Text for analysis: Begin
The United States Supreme Court has declined to hear the case of an Alabama man who served decades in jail for an Andalusia murder conviction based on recanted and discredited testimony regarding bite marks.
Charles M. McCrory was convicted of murder in the 1985 death of his wife, Julie Bonds, who was discovered beaten to death in her Andalusia home. A forensic odontologist testified that two minor scars on the victim’s left shoulder matched McCrory’s teeth, providing key evidence against him.
The odontologist later stated that he “fully” recants the 1985 testimony. He stated in an affidavit that current science has revealed the limitations of bite mark evidence and that there is no way to absolutely link the markings to any single person.
McCrory’s lawyers, from the Innocence Project and the Southern Center for Human Rights, had petitioned the Supreme Court to reconsider an Alabama court’s decision to deny his request for a new trial. The petition was largely rejected without remark by the justices.
Text for analysis: End
Supplied records: Begin
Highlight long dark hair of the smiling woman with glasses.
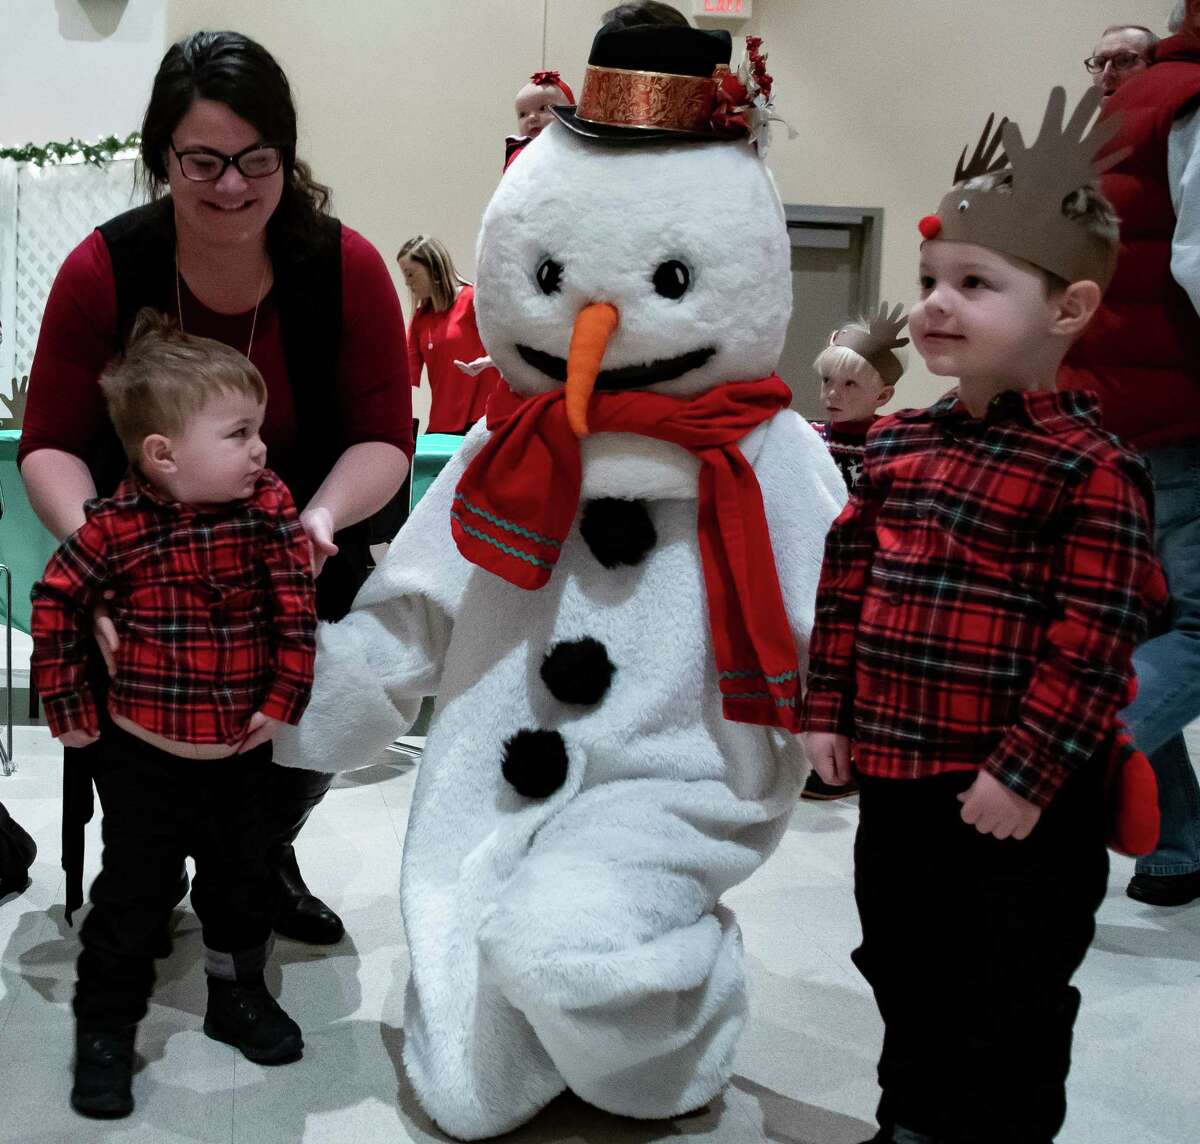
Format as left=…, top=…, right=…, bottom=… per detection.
left=142, top=31, right=330, bottom=244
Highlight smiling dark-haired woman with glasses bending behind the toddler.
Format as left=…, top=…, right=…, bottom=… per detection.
left=19, top=32, right=413, bottom=944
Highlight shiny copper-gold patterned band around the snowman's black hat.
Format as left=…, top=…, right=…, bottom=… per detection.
left=576, top=64, right=730, bottom=134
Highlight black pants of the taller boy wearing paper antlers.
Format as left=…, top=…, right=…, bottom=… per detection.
left=853, top=768, right=1108, bottom=1144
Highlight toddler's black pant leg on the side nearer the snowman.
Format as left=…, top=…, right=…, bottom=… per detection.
left=192, top=744, right=280, bottom=980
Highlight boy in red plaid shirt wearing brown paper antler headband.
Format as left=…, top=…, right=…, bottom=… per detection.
left=804, top=88, right=1164, bottom=1144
Supplied records: End
_Task 1_
List every organization named in the article about the McCrory bite-mark case.
_Task 2_
According to the article on the McCrory bite-mark case, where was Julie Bonds discovered?
_Task 3_
Write a continuation of the article on the McCrory bite-mark case, starting after its final sentence.

_Answer space 1_
United States Supreme Court, Innocence Project, Southern Center for Human Rights

_Answer space 2_
She was discovered beaten to death in her Andalusia home.

_Answer space 3_
Justice Sonia Sotomayor said in a statement that the case raises “difficult questions about the adequacy of current post-conviction remedies to correct a conviction secured by what we now know was faulty science.”
“One in every four people exonerated since 1989 was mistakenly convicted due to inaccurate or misleading forensic evidence presented at their trials. Hundreds, if not thousands, of innocent persons may still be imprisoned despite a modern agreement that the major piece of evidence in their convictions lacked scientific validity,” Sotomayor said.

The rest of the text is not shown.